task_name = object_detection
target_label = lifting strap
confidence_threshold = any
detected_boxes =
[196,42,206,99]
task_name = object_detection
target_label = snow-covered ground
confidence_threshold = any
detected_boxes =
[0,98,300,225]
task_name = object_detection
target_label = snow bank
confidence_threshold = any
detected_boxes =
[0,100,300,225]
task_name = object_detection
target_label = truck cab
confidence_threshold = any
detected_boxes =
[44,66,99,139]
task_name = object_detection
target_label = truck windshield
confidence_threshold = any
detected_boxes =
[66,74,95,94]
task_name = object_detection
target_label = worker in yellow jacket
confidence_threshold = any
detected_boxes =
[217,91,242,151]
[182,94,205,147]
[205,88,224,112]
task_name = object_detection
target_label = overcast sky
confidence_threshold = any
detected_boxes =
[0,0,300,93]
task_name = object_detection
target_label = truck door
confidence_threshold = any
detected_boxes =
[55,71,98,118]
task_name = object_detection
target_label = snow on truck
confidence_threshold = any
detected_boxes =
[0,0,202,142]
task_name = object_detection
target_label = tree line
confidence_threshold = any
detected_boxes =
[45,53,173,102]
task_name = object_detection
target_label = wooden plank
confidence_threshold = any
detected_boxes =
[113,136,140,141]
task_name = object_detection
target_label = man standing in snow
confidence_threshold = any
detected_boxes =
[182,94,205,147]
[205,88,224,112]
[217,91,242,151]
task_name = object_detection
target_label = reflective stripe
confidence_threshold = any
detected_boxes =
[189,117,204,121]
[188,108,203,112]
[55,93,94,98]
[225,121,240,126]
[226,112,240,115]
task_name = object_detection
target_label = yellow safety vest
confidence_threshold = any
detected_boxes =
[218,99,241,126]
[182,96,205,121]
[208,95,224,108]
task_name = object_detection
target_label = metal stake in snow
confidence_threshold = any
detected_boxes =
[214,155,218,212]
____
- The exercise: Please count how many lines of the records above contain the string "snow", treating uppercase and lowercase as different, and reply with the number alone.

- Expected output: 5